**Data section**
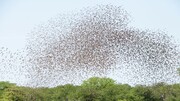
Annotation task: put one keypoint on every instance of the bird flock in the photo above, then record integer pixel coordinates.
(97, 41)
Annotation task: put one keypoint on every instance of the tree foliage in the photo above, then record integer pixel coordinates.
(93, 89)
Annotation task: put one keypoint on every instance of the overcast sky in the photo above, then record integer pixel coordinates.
(19, 17)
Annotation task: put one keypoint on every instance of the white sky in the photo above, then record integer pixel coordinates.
(19, 17)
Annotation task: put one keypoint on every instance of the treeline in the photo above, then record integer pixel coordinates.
(93, 89)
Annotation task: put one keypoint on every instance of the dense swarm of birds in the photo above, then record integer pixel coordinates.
(95, 41)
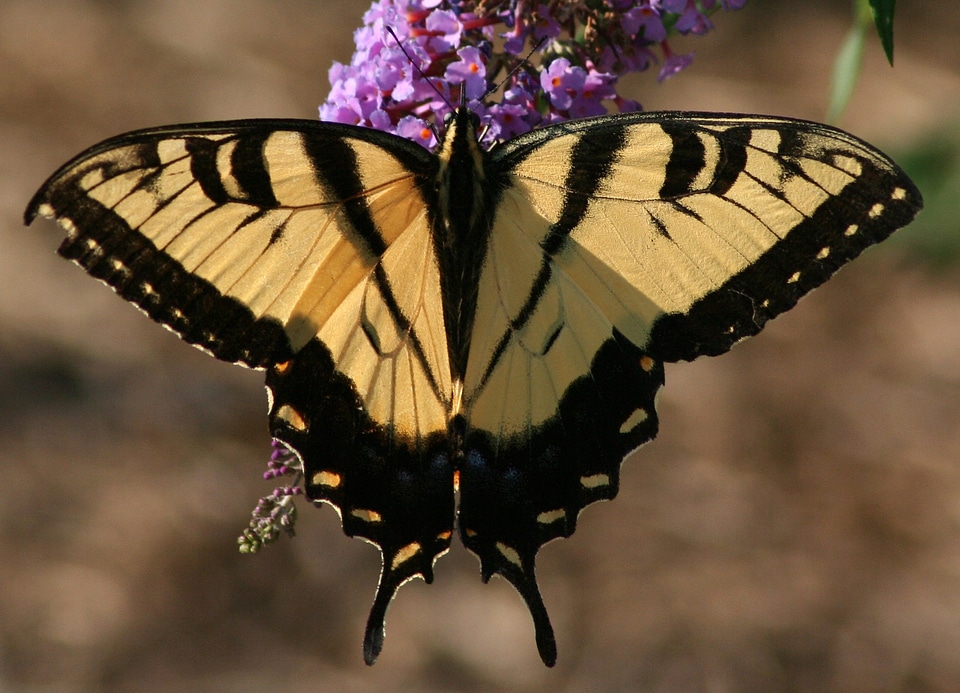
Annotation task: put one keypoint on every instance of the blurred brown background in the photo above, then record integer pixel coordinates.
(795, 527)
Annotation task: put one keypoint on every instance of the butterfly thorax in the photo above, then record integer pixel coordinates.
(461, 229)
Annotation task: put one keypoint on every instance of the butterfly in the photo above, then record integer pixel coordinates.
(471, 340)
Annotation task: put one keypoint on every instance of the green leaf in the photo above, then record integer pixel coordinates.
(883, 19)
(846, 69)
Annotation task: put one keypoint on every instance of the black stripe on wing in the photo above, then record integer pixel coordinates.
(590, 163)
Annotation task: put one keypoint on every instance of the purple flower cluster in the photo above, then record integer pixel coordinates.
(446, 50)
(275, 513)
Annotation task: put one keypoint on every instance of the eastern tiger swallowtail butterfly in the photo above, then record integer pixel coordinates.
(471, 338)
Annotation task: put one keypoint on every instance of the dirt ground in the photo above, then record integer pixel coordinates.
(795, 527)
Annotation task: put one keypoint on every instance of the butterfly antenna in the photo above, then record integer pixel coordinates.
(416, 66)
(516, 68)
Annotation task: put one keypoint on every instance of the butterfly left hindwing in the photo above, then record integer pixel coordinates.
(491, 321)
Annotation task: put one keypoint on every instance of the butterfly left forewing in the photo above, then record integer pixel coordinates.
(303, 248)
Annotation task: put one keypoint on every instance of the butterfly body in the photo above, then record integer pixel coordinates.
(471, 340)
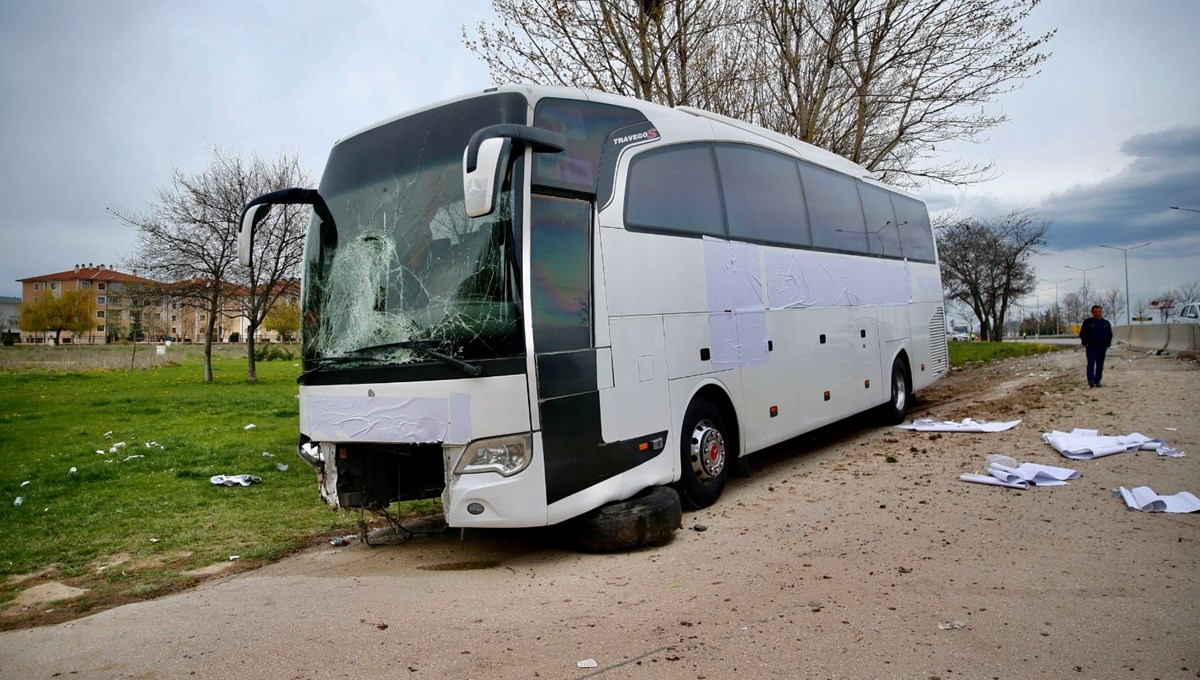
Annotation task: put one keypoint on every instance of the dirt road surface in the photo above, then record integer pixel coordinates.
(853, 553)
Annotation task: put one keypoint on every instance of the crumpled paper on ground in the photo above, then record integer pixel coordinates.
(1021, 476)
(1146, 500)
(967, 425)
(1087, 444)
(233, 480)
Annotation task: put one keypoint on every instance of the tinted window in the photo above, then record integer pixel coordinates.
(586, 126)
(834, 210)
(561, 274)
(762, 196)
(916, 234)
(882, 234)
(675, 190)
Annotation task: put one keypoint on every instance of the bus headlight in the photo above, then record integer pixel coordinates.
(504, 455)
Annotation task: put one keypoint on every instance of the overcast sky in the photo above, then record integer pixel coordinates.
(99, 101)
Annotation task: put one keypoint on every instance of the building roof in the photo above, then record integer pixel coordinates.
(89, 272)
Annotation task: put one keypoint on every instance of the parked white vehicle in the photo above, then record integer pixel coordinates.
(1189, 313)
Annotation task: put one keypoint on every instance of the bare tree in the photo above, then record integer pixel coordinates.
(880, 82)
(672, 52)
(1113, 302)
(1140, 308)
(189, 236)
(985, 265)
(70, 311)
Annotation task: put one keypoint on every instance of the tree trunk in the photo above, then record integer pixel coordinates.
(251, 367)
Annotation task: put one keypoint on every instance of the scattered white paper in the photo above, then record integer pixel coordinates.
(231, 480)
(994, 481)
(967, 425)
(1035, 474)
(1146, 500)
(1021, 476)
(1087, 444)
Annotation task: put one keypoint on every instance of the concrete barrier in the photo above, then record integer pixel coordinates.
(1171, 337)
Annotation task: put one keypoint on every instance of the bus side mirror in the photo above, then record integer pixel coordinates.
(487, 156)
(250, 218)
(481, 184)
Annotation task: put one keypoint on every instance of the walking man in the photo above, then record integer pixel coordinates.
(1096, 334)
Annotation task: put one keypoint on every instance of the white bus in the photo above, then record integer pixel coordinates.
(624, 295)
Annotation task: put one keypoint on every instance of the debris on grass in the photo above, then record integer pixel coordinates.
(231, 480)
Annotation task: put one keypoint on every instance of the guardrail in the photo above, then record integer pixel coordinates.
(1170, 337)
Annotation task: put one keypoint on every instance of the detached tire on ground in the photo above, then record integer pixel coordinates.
(649, 518)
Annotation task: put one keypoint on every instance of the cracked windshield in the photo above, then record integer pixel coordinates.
(406, 276)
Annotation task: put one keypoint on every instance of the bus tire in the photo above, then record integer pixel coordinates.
(708, 452)
(649, 518)
(893, 413)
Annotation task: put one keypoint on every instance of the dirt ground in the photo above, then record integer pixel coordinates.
(851, 553)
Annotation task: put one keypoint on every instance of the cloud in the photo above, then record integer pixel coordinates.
(1134, 204)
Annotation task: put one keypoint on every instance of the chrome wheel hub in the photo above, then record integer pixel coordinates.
(707, 451)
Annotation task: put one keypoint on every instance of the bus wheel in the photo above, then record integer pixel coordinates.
(898, 405)
(649, 518)
(707, 456)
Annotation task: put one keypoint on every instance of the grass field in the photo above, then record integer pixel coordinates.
(113, 469)
(966, 353)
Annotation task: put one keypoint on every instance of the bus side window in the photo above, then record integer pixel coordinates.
(763, 196)
(916, 234)
(834, 209)
(561, 274)
(675, 188)
(882, 228)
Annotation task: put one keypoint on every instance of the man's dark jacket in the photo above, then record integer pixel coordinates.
(1096, 331)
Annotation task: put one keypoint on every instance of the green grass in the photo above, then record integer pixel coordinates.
(964, 353)
(157, 515)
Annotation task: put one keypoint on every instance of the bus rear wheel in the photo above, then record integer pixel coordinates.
(894, 411)
(707, 455)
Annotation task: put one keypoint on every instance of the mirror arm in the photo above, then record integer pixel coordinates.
(533, 137)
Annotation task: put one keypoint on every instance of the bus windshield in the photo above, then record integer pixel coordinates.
(405, 272)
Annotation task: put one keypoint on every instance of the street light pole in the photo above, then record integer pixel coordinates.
(1085, 270)
(1126, 252)
(1055, 300)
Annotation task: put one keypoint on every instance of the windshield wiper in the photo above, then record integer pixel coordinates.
(418, 344)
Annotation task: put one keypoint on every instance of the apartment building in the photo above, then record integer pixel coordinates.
(126, 306)
(109, 292)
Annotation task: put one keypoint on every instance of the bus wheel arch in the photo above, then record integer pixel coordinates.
(708, 447)
(900, 390)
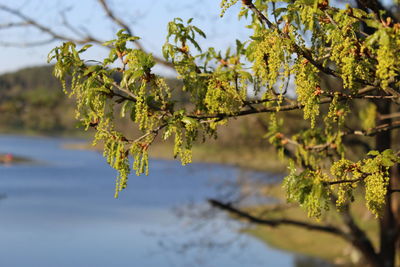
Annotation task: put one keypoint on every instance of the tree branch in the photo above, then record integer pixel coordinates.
(277, 222)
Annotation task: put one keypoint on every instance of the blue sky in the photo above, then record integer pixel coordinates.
(148, 19)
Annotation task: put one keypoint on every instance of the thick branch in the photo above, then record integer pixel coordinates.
(277, 222)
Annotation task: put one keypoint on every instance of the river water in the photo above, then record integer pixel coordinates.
(60, 211)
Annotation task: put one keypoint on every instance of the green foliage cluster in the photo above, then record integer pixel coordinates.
(308, 38)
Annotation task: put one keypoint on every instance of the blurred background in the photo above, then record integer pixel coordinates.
(57, 206)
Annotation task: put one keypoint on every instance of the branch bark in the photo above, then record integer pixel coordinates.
(277, 222)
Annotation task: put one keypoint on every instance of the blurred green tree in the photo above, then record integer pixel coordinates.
(297, 51)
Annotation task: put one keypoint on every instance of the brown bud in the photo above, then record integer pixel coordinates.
(323, 5)
(286, 28)
(247, 2)
(305, 61)
(279, 135)
(318, 90)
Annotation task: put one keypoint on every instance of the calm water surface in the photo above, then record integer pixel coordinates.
(61, 212)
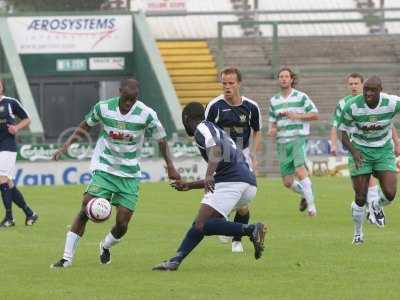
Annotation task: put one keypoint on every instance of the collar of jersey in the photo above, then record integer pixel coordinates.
(223, 98)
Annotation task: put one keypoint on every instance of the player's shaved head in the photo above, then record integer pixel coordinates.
(372, 90)
(129, 91)
(192, 115)
(373, 81)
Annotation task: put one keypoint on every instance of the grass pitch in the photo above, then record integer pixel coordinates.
(304, 258)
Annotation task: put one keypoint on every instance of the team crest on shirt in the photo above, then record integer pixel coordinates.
(373, 118)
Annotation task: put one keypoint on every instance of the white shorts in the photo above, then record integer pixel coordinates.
(229, 195)
(247, 157)
(7, 163)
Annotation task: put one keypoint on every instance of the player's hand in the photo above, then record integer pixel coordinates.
(209, 184)
(292, 115)
(57, 155)
(180, 186)
(12, 129)
(272, 132)
(397, 149)
(172, 173)
(333, 150)
(358, 158)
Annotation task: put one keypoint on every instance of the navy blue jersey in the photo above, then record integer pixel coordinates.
(237, 121)
(10, 108)
(233, 167)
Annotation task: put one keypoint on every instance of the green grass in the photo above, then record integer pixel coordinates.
(304, 259)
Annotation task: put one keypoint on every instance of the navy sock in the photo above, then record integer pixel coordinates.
(243, 220)
(19, 200)
(192, 239)
(222, 227)
(7, 199)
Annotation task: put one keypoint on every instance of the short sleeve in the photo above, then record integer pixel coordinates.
(211, 112)
(346, 121)
(94, 116)
(309, 106)
(18, 110)
(154, 126)
(336, 116)
(255, 120)
(204, 136)
(271, 114)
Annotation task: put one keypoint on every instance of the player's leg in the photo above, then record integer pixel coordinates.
(125, 201)
(7, 168)
(19, 200)
(299, 162)
(387, 193)
(287, 171)
(242, 216)
(74, 235)
(211, 220)
(360, 186)
(372, 197)
(123, 217)
(6, 196)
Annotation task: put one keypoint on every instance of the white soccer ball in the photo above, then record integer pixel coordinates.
(98, 209)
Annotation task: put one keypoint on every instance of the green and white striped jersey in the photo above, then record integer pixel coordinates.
(118, 148)
(298, 102)
(370, 127)
(338, 110)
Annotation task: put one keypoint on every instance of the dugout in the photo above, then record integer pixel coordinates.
(70, 61)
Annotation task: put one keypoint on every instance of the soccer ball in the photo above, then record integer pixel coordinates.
(98, 209)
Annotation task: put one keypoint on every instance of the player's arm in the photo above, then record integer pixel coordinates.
(311, 112)
(333, 135)
(166, 154)
(214, 154)
(158, 133)
(256, 125)
(81, 131)
(346, 122)
(22, 114)
(396, 142)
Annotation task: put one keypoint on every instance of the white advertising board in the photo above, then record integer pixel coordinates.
(77, 172)
(72, 34)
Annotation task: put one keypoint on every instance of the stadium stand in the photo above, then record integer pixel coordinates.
(192, 70)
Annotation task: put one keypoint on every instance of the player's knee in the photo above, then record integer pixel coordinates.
(390, 195)
(82, 216)
(199, 226)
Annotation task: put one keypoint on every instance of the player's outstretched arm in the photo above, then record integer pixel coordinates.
(214, 155)
(333, 140)
(358, 159)
(79, 132)
(183, 186)
(164, 149)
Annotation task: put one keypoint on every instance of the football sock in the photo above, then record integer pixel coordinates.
(308, 193)
(373, 195)
(243, 220)
(109, 241)
(383, 201)
(71, 243)
(220, 226)
(358, 214)
(6, 195)
(297, 187)
(19, 200)
(192, 239)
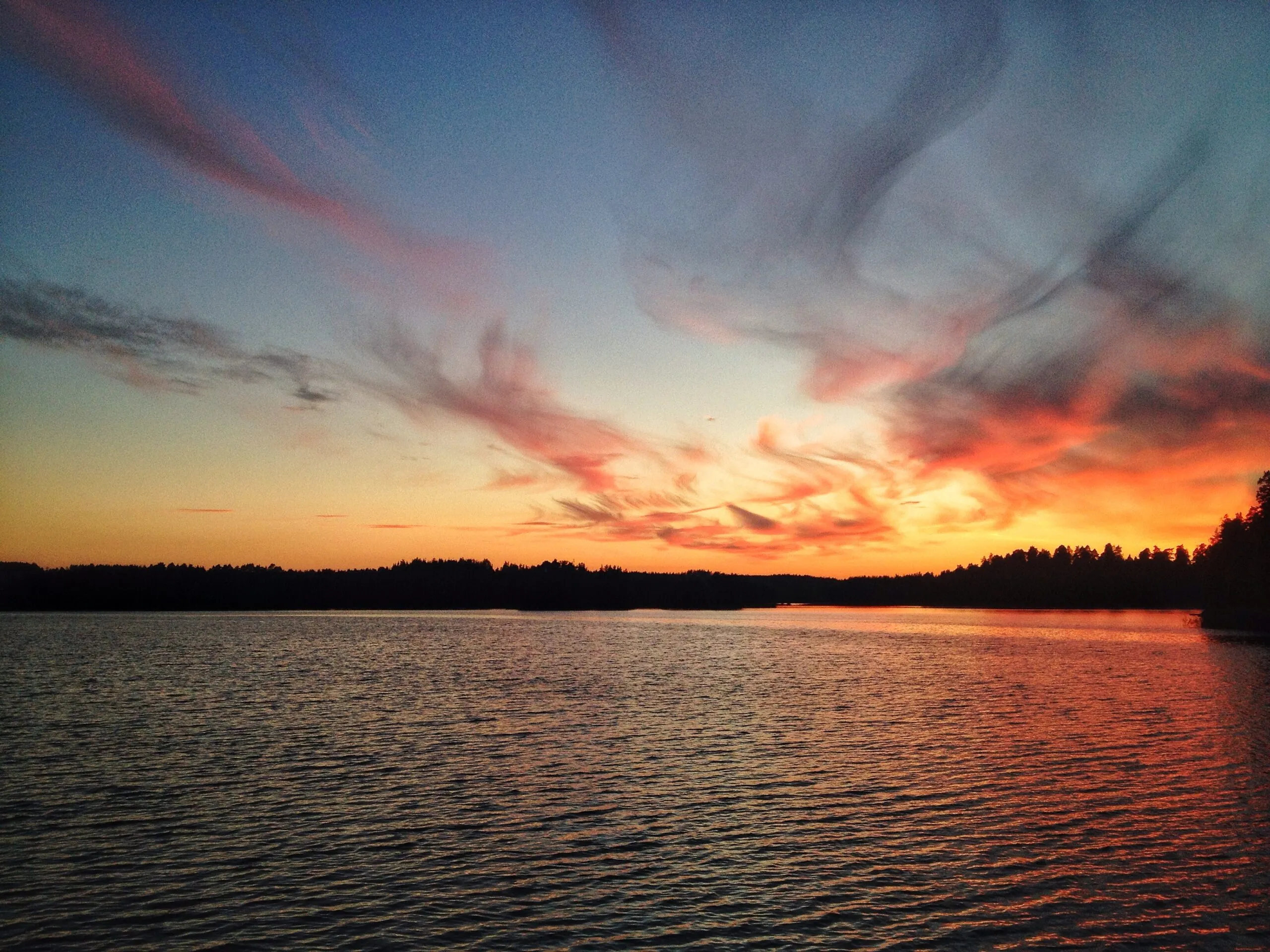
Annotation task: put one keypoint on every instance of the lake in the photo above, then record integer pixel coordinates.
(850, 778)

**Exercise objective**
Find the line containing "the player's knee", then extract it and every line after it to the end of the data above, exactly and nothing else, without pictures.

**Output below**
Annotation task: put one keypoint on every instance of the player's knee in the photo above, then record integer pixel coordinates.
(390, 195)
(82, 216)
(199, 226)
Annotation task: put one keypoint on every instance of the player's outstretched arm in the photo above, then record integer pixel coordinates.
(214, 155)
(333, 140)
(358, 159)
(79, 132)
(183, 186)
(164, 149)
Annotation task: put one keypoint on every instance of the football sock in the photo above, then record integer pixel coordinates.
(308, 193)
(373, 195)
(243, 220)
(109, 241)
(383, 201)
(71, 243)
(220, 226)
(358, 214)
(6, 195)
(297, 187)
(19, 200)
(192, 239)
Annotation task: put one keypoint on every instance of the lake in the photo above, then record integer pixel coordinates.
(850, 778)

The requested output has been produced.